§ **SET TASK**:
Reproduce word for word the stretch of rows below, from the start of the rows through the line that contains "65L43 65L43 28L0", including that line.

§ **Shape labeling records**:
** START **

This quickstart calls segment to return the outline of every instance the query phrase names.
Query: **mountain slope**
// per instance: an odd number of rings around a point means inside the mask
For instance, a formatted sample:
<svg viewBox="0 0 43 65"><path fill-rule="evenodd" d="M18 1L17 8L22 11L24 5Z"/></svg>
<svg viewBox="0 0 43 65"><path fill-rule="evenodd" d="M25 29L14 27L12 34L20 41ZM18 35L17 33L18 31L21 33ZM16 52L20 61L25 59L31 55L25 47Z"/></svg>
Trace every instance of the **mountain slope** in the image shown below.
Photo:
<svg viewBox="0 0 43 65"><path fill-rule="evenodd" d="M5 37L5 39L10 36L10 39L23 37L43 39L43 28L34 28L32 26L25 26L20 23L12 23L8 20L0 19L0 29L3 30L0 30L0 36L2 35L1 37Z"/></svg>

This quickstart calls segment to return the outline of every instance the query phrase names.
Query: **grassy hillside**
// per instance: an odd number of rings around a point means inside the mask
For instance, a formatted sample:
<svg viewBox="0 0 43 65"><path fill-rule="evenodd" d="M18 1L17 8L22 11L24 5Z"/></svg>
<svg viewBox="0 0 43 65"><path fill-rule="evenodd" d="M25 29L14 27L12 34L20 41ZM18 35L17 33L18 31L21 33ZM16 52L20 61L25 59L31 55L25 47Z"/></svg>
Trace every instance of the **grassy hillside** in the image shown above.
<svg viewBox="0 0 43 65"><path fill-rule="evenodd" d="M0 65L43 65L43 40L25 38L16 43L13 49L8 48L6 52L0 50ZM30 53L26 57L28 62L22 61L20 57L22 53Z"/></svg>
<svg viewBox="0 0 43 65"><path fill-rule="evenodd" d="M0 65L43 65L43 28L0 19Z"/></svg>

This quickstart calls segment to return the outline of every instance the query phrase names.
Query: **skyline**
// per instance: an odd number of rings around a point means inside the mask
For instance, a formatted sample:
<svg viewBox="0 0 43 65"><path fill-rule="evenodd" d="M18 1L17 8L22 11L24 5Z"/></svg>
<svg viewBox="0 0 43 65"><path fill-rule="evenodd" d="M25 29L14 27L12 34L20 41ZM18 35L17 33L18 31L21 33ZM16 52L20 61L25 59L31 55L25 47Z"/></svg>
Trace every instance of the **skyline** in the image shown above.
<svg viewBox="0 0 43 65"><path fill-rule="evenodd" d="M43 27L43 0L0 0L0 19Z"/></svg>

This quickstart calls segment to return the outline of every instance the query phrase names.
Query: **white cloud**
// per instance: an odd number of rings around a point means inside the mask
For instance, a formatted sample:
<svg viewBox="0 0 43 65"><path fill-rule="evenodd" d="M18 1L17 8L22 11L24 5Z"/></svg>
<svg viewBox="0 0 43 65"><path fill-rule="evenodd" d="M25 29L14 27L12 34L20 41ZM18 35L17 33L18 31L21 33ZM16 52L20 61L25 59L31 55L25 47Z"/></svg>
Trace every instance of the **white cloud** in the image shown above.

** END **

§ **TASK RESULT**:
This quickstart calls segment to return the outline of every instance the query phrase names.
Query: **mountain slope**
// per instance: an odd number of rings around a point means inside the mask
For instance, a formatted sample:
<svg viewBox="0 0 43 65"><path fill-rule="evenodd" d="M18 1L17 8L22 11L24 5Z"/></svg>
<svg viewBox="0 0 43 65"><path fill-rule="evenodd" d="M25 29L14 27L12 34L20 41ZM18 35L17 33L18 31L21 33ZM16 52L20 61L25 59L31 55L25 47Z"/></svg>
Trace every instance of the **mountain slope** in the image shown below.
Photo:
<svg viewBox="0 0 43 65"><path fill-rule="evenodd" d="M5 37L5 39L10 36L10 39L23 37L43 39L43 28L34 28L32 26L25 26L20 23L12 23L8 20L0 19L0 29L3 30L0 30L0 36L2 35L1 37Z"/></svg>

This quickstart calls segment to return the outline of every instance the query phrase names.
Query: **grassy hillside**
// per instance: an odd number of rings around a point means inside the mask
For instance, a formatted sample:
<svg viewBox="0 0 43 65"><path fill-rule="evenodd" d="M18 1L17 8L22 11L24 5Z"/></svg>
<svg viewBox="0 0 43 65"><path fill-rule="evenodd" d="M25 29L14 27L12 34L20 41ZM18 35L17 33L18 31L21 33ZM16 52L20 61L25 59L31 55L25 47Z"/></svg>
Trace every instance of the **grassy hillside** in the image shown above.
<svg viewBox="0 0 43 65"><path fill-rule="evenodd" d="M0 65L43 65L43 40L25 38L16 43L13 49L8 48L6 52L0 50ZM30 53L26 57L28 62L22 61L20 57L22 53Z"/></svg>
<svg viewBox="0 0 43 65"><path fill-rule="evenodd" d="M0 65L43 65L43 28L0 19Z"/></svg>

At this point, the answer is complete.